CHALLENGE - Gather each line of the entries below that includes the word "windshield" and copy those lines out in full.

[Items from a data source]
___

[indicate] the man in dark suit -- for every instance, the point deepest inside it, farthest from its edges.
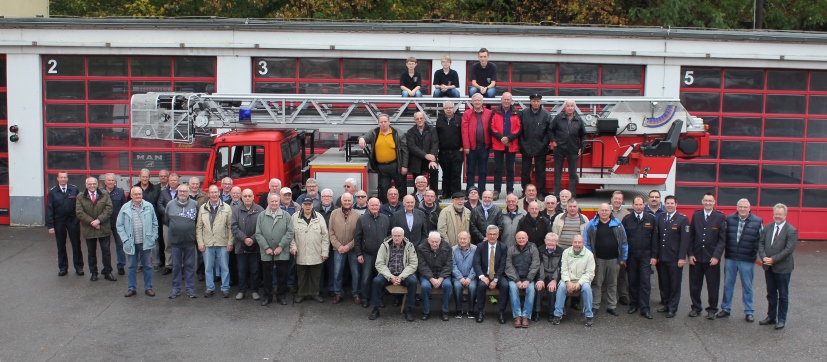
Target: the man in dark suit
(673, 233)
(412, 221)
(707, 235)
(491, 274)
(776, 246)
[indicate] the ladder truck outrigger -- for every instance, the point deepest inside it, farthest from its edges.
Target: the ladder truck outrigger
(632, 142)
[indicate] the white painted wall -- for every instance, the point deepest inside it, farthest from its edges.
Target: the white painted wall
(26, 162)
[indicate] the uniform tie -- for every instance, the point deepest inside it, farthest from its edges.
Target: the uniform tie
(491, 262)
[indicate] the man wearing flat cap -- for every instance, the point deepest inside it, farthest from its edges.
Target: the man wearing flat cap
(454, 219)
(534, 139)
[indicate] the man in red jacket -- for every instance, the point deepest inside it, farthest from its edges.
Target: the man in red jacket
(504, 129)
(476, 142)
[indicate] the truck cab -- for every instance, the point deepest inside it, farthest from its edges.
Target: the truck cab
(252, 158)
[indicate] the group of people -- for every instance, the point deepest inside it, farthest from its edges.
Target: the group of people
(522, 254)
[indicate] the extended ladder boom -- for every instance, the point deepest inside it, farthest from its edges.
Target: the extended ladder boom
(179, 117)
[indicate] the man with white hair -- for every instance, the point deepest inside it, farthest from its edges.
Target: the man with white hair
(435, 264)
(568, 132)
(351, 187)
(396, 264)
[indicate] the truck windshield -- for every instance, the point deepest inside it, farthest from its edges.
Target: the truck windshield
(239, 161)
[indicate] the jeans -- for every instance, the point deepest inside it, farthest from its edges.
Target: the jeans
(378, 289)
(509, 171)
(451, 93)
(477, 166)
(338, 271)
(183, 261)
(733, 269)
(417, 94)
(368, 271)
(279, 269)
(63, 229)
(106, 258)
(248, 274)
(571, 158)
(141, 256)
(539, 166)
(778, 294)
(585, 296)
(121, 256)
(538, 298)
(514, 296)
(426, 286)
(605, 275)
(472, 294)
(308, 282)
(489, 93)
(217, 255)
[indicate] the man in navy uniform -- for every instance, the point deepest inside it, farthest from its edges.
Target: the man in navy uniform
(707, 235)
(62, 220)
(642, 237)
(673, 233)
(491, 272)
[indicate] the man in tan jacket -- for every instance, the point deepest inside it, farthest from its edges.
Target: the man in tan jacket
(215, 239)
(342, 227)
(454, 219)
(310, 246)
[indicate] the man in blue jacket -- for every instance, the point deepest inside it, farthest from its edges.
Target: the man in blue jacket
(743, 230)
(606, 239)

___

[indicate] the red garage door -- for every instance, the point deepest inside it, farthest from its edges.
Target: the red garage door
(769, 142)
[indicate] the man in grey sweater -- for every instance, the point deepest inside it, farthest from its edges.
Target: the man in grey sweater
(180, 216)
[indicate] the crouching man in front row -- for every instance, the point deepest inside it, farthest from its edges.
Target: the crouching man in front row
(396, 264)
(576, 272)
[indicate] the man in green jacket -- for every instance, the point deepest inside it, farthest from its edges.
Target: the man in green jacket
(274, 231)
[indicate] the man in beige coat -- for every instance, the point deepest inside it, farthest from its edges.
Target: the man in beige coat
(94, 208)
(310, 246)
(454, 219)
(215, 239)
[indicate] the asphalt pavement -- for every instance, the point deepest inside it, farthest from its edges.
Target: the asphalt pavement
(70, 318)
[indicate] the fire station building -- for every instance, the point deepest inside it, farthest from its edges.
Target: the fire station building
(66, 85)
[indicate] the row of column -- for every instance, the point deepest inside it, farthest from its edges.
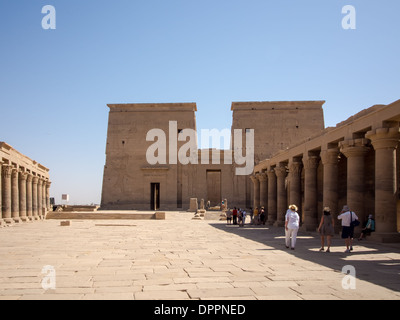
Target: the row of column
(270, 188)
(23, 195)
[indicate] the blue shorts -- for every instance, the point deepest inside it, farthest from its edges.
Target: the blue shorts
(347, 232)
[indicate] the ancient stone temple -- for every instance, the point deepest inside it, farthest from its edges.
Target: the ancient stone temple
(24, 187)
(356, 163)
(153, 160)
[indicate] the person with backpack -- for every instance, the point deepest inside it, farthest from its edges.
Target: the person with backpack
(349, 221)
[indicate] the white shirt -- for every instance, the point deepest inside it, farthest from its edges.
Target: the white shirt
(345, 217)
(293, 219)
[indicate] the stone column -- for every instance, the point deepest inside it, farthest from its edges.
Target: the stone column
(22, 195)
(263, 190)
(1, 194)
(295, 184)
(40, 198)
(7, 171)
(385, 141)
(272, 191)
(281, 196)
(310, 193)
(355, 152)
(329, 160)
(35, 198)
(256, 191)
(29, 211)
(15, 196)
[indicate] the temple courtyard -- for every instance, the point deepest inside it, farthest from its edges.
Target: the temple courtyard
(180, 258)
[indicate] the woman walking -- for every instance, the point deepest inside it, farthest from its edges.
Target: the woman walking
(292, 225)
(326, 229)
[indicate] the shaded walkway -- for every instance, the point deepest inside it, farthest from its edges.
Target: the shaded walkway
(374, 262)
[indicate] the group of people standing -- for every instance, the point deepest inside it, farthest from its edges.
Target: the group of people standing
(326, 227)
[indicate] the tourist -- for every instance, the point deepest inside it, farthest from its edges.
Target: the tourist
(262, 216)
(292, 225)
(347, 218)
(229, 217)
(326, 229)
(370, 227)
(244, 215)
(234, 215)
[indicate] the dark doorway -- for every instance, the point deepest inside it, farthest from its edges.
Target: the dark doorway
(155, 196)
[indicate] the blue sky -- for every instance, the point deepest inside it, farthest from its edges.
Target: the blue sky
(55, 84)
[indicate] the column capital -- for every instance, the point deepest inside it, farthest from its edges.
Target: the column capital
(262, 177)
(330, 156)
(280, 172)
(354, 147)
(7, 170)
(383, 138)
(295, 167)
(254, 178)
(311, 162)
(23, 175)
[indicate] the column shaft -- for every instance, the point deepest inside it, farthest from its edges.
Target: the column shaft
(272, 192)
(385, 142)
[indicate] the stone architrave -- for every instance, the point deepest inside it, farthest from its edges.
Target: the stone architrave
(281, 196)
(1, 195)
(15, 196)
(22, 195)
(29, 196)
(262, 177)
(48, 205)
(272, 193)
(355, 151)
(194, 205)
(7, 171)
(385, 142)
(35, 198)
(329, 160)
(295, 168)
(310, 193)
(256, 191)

___

REPLY -
[indicate] the truck windshield -- for every instance, the point deepest inside it, farthest from its edges.
Target: the truck windshield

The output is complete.